[Start of section]

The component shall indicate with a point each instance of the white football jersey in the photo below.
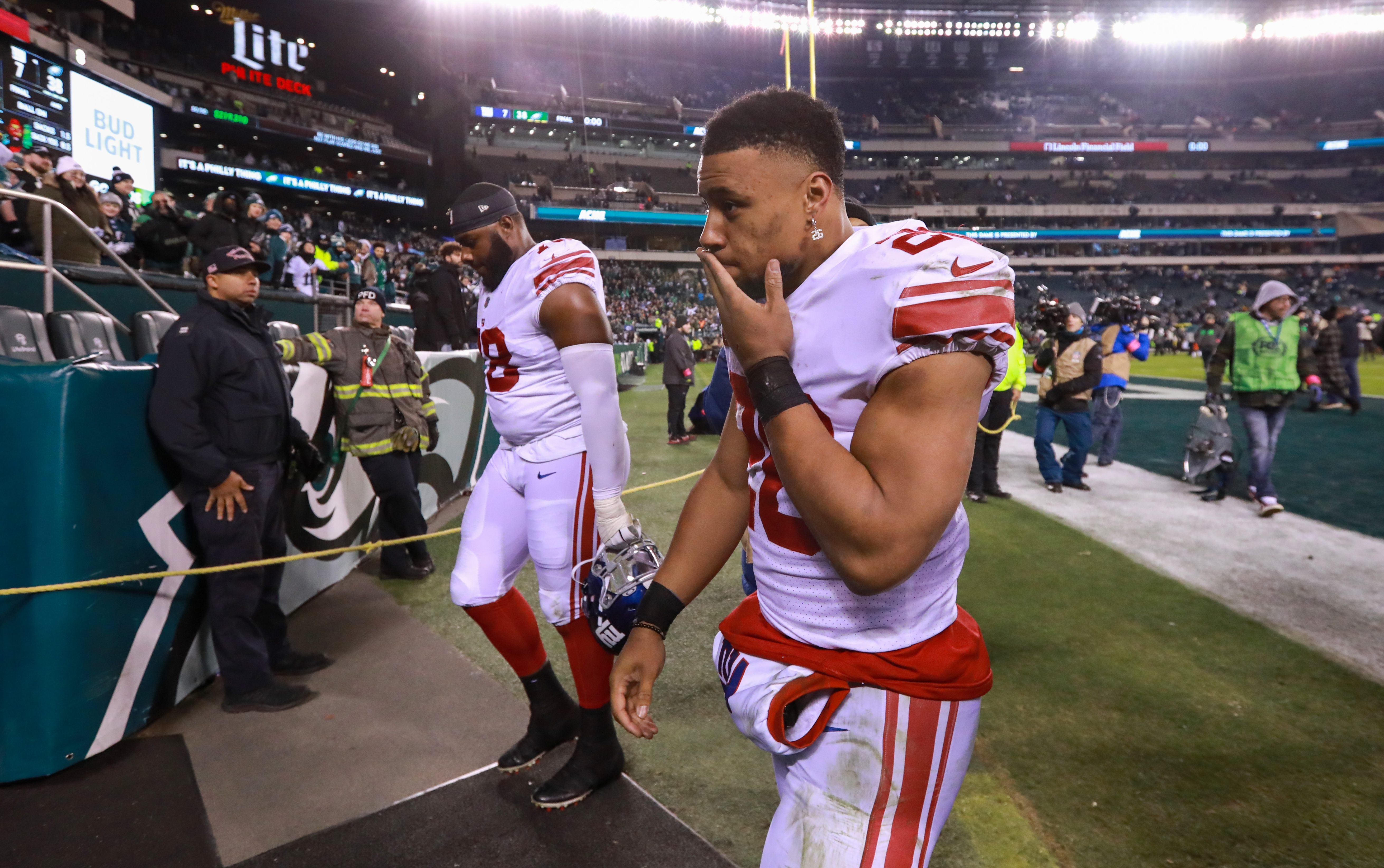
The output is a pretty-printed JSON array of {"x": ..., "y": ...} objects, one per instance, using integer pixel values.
[
  {"x": 526, "y": 388},
  {"x": 890, "y": 295}
]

[End of section]

Return every line of the listing exactly, leaving its pictures behind.

** Answer below **
The component shall indicate with a point each instance of the white football jersey in the photo below.
The output is a pretty-printed JSON array of {"x": ..., "y": ...} objects, one per instance, using integer pixel values.
[
  {"x": 526, "y": 388},
  {"x": 890, "y": 295}
]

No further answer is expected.